━━━━━ Source passage ━━━━━

Delighting in name-dropping he relates how: "I had received a phone call from Matthew Freud, the PR supremo married to Rupert Murdoch's daughter Elisabeth. She had been one of my key advisors during my challenging stewardship of the Millennium Dome, and had become a good friend. Matthew wanted me to join them in Corfu for his daughter's birthday which was being organised at the house there of my friends Jacob and Serena Rothschild."
He enters the Greek taverna where the event was organised when Sun editor Rebekah Wade and Tory George Osborne competed for his company. "I planted myself next to George (Osborne) as he seemed to be the most insistent."
Mandelson worked for the Weekend World television programme with a political brief, before becoming Labour Party director of campaigns and communications in 1985.
He declares that Labour's policies in the early eighties were "hopelessly extreme" and how he, therefore, tailored Labour's policies to ensure the approval of the press barons.
In a parody of Stalinism, he established a "Shadow Communications Agency" which took decisions, not only on presentation, but the actual development of party policy.
The extent of his influence is summed up: "I was their [the media's] one-man, one-stop source, for what Labour was doing, thinking and saying."
His hostility to the unions is encapsulated by his stance during the Wapping dispute when Murdoch broke the print unions. Labour's national executive committee banned the Murdoch press. Mandelson circumvented this by asking Murdoch's hacks to leave the official press conferences, while briefing them in private later.
Discussion on the NEC is dismissed as "ideological bickering". Tellingly, he quotes John Smith's assessment of Kinnock as being a formidable "infighter in dismembering Militant, but that was about it." Mandelson avers that Kinnock would "end up by being both the hero and the fall guy of history."
Mandelson's own objectives are unambiguous. On entering parliament he immediately teamed up with Blair and Brown, dubbing the trio the "three musketeers".

━━━━━ Dataset ━━━━━

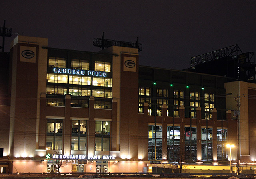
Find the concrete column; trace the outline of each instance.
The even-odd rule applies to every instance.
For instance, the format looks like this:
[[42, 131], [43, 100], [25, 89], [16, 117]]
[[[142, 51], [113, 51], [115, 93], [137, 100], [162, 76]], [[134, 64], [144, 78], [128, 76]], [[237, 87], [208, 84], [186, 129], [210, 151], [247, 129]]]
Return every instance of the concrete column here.
[[179, 113], [180, 119], [180, 149], [185, 150], [185, 107], [184, 106], [179, 107]]
[[[112, 101], [112, 122], [110, 133], [110, 150], [117, 151], [117, 139], [119, 138], [119, 133], [117, 133], [117, 100], [113, 99]], [[119, 149], [118, 149], [119, 150]]]
[[45, 93], [41, 94], [40, 98], [40, 118], [39, 120], [39, 132], [38, 134], [38, 148], [37, 149], [45, 149], [46, 148], [46, 132], [47, 120], [46, 95]]
[[65, 119], [63, 121], [63, 153], [64, 155], [70, 155], [71, 144], [71, 97], [69, 94], [66, 95], [65, 100]]
[[94, 98], [90, 96], [89, 99], [89, 121], [88, 124], [88, 141], [86, 150], [88, 156], [94, 155], [95, 146], [95, 121], [94, 110]]
[[201, 109], [198, 107], [196, 109], [196, 146], [197, 151], [197, 161], [202, 160], [202, 132], [201, 124], [202, 118]]
[[162, 108], [162, 155], [163, 160], [167, 158], [167, 105], [164, 104]]
[[217, 161], [217, 110], [213, 109], [212, 112], [212, 159]]

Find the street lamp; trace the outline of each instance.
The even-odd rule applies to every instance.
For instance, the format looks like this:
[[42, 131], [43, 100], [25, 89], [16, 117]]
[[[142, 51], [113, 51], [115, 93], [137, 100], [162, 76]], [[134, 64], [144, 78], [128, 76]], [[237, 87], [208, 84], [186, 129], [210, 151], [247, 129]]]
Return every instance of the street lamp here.
[[231, 148], [232, 148], [232, 147], [234, 147], [235, 146], [235, 145], [234, 144], [227, 144], [227, 145], [226, 146], [227, 146], [227, 147], [228, 148], [229, 148], [230, 149], [230, 173], [232, 173], [232, 171], [231, 170]]

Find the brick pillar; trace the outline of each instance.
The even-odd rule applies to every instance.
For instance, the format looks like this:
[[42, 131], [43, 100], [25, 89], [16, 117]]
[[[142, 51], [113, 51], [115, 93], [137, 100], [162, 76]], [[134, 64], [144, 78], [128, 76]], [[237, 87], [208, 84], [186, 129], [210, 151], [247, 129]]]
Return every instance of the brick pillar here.
[[112, 122], [111, 122], [111, 134], [110, 150], [111, 151], [117, 151], [117, 139], [119, 137], [119, 134], [118, 134], [117, 128], [117, 100], [113, 99], [112, 100]]
[[164, 104], [162, 108], [162, 155], [163, 160], [167, 158], [167, 105]]
[[70, 155], [71, 144], [71, 96], [66, 94], [65, 100], [65, 119], [63, 121], [63, 154]]
[[213, 109], [212, 112], [212, 159], [217, 161], [217, 110]]
[[89, 99], [89, 122], [88, 132], [88, 145], [86, 146], [88, 156], [94, 155], [95, 146], [95, 121], [94, 120], [94, 98], [90, 96]]
[[197, 151], [197, 161], [202, 160], [202, 111], [200, 107], [196, 109], [196, 146]]
[[40, 118], [38, 134], [38, 148], [37, 149], [44, 150], [46, 148], [46, 95], [45, 93], [41, 94], [40, 98]]
[[185, 149], [185, 107], [182, 106], [179, 108], [180, 114], [180, 148]]

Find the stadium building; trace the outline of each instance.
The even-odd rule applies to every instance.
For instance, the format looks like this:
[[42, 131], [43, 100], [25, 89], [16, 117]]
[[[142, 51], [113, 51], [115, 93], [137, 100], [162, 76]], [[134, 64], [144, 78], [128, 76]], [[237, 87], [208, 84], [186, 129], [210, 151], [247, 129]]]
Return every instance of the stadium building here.
[[182, 152], [256, 164], [255, 84], [139, 66], [138, 41], [94, 43], [106, 48], [19, 35], [1, 53], [1, 172], [150, 171]]

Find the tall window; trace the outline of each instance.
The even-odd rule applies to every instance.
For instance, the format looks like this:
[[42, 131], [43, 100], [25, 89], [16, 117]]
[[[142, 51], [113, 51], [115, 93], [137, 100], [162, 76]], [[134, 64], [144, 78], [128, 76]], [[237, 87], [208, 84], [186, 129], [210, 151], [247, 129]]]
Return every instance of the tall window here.
[[62, 145], [62, 120], [47, 119], [46, 147], [51, 150], [61, 150]]
[[228, 141], [228, 130], [217, 129], [217, 157], [218, 160], [228, 159], [228, 151], [226, 145]]
[[73, 69], [88, 70], [89, 62], [86, 60], [72, 59], [71, 60], [71, 66]]
[[174, 116], [179, 117], [179, 107], [184, 106], [184, 92], [178, 90], [174, 90], [173, 100]]
[[86, 150], [87, 121], [72, 120], [71, 150]]
[[172, 158], [180, 150], [180, 126], [167, 126], [167, 158]]
[[148, 104], [148, 115], [151, 115], [151, 99], [149, 98], [151, 95], [150, 88], [148, 87], [140, 87], [139, 88], [139, 112], [144, 112], [143, 111], [144, 103]]
[[139, 95], [150, 96], [150, 88], [148, 87], [140, 87], [139, 88]]
[[[148, 126], [148, 159], [162, 160], [162, 126]], [[156, 159], [155, 159], [155, 143], [156, 146]]]
[[66, 59], [64, 58], [49, 57], [48, 66], [58, 68], [66, 68]]
[[158, 97], [156, 101], [158, 104], [156, 114], [157, 116], [162, 116], [162, 108], [163, 107], [163, 105], [168, 105], [168, 100], [167, 98], [169, 96], [168, 90], [158, 88], [156, 89], [156, 92], [157, 96]]
[[[145, 102], [146, 102], [148, 104], [148, 108], [149, 110], [149, 108], [151, 107], [151, 98], [145, 98], [144, 96], [139, 97], [139, 112], [144, 112], [143, 108], [144, 106], [144, 103]], [[149, 114], [148, 115], [150, 114]], [[151, 113], [150, 115], [151, 115]]]
[[214, 108], [214, 95], [212, 94], [204, 94], [204, 118], [212, 118], [212, 111]]
[[212, 128], [202, 128], [202, 159], [212, 160]]
[[96, 71], [106, 71], [110, 72], [111, 71], [111, 64], [110, 62], [104, 61], [95, 61], [94, 69]]
[[196, 128], [185, 127], [185, 151], [188, 157], [194, 161], [196, 160]]
[[200, 93], [198, 92], [190, 92], [189, 99], [190, 117], [191, 118], [196, 118], [196, 109], [200, 107]]
[[109, 151], [110, 122], [96, 121], [95, 125], [95, 150]]

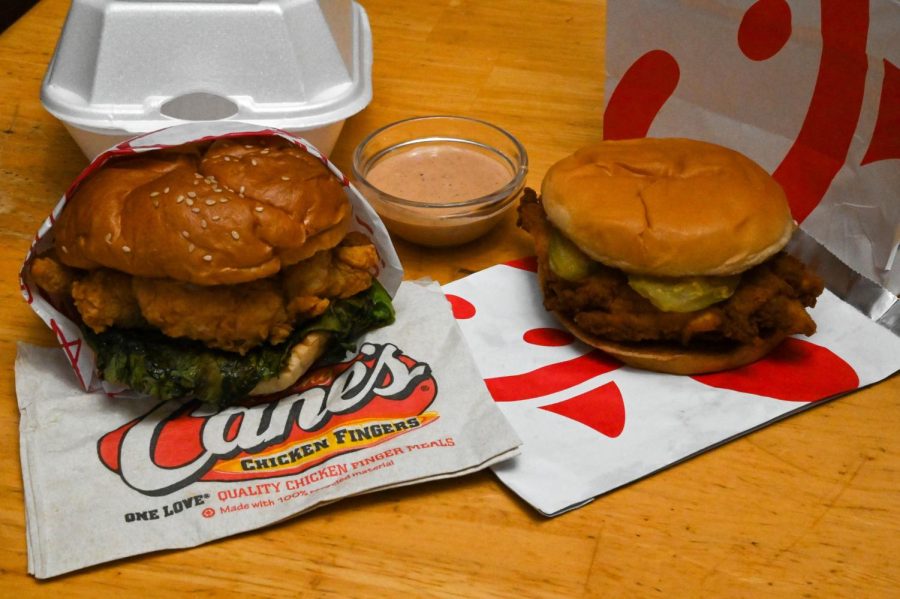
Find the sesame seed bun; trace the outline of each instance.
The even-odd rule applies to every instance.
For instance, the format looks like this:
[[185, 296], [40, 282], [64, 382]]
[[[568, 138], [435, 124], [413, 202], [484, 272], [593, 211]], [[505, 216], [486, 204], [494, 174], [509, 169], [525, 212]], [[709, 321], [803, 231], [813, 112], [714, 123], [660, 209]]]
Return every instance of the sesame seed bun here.
[[69, 266], [220, 285], [337, 245], [349, 217], [319, 160], [279, 137], [242, 137], [111, 160], [81, 183], [55, 233]]
[[547, 218], [588, 256], [628, 273], [740, 273], [794, 230], [781, 186], [746, 156], [689, 139], [604, 141], [554, 164]]

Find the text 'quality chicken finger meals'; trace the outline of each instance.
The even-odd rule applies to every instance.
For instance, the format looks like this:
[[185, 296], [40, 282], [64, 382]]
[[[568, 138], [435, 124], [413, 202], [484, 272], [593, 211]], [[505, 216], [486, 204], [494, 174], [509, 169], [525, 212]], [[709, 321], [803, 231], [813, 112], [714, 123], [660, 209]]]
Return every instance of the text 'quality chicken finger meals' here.
[[746, 156], [687, 139], [607, 141], [553, 165], [519, 224], [545, 307], [626, 364], [676, 374], [747, 364], [811, 335], [822, 280], [783, 252], [794, 222]]
[[81, 324], [104, 379], [218, 406], [291, 386], [393, 321], [341, 183], [278, 136], [113, 158], [32, 275]]

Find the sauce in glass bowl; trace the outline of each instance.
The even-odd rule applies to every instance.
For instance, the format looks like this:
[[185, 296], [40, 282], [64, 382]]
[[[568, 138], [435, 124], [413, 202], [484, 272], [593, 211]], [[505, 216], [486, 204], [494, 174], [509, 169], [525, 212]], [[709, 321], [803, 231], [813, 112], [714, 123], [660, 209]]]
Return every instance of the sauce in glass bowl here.
[[386, 156], [366, 175], [378, 189], [404, 200], [443, 204], [502, 189], [514, 173], [483, 151], [437, 142]]
[[388, 230], [427, 246], [487, 233], [514, 206], [528, 158], [512, 135], [458, 116], [417, 117], [360, 143], [353, 174]]

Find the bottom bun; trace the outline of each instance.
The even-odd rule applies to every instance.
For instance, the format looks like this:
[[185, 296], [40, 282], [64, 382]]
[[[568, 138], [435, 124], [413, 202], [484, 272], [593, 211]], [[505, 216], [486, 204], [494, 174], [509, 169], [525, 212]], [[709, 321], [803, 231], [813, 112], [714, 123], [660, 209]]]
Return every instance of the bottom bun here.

━━━━━

__Problem A__.
Translate this sentence from the Mandelson passage into Spanish: "Mandelson worked for the Weekend World television programme with a political brief, before becoming Labour Party director of campaigns and communications in 1985."
__Problem B__.
According to the Mandelson passage, what name did Mandelson give the trio he formed with Blair and Brown on entering parliament?
__Problem C__.
Pick up the Mandelson passage after its last sentence and carry it on.

__Answer section A__.
Mandelson trabajó para el programa de televisión Weekend World con un cometido político, antes de convertirse en director de campañas y comunicación del Partido Laborista en 1985.

__Answer section B__.
The "three musketeers."

__Answer section C__.
"My aim was," he writes, "alongside Gordon and Tony... to complete the work Neil had begun to bring a genuinely modernised Labour Party back into government." Again: "Almost by default Philip (Gould), Gordon, Tony and I began laying the foundations for a new Labour Party virtually on our own. It was exhilarating."
The key element in creating such a party was found when John Smith died. A feverish debate in the media about the qualities of the two front runners, Blair and Brown, ensued.
Brown attracted substantial support, but the media pack smelt blood. Brown, although right wing and a free marketeer, was seen as a product of old Scottish Labour. They recognised that Blair, like a confidence trickster with a permanent grin and engaging personality, had the qualities to sell New Labour to the electorate.
With the Tories mired in sleaze, leaderless and with support melting away, the capitalists needed a safe Labour Party to replace them. The 'Blair for leader' ball was set rolling by Alastair Campbell, key mouthpiece for New Labour. When asked on Newsnight whom he thought should be the next Labour leader he immediately answered 'Tony Blair'. The bulk of the press took up the cry. Thus the ruling class, through its placemen, installed Tony Blair as the leader of New Labour.
The miners and the Liverpool 47 council were defeated, the command economies had collapsed, and the leadership of the labour movement succumbed to the notion that class collaboration was the order of the day and in the rush to 'modernise' they aped the antics of the Gadarene swine.
Mandelson's capitalist outlook meshed with the pessimism of the trade union and labour leadership. Thus they embraced New Labour which saw the support from Labour's traditional base melting away.
Robert Harris's book The Ghost is based on a Blair-like character who was sent into the Labour Party by the CIA with the brief to turn it into an agency of US foreign policy. This is unlikely. But the success of the Mandelson project would suggest that such a notion is not too great an exaggeration.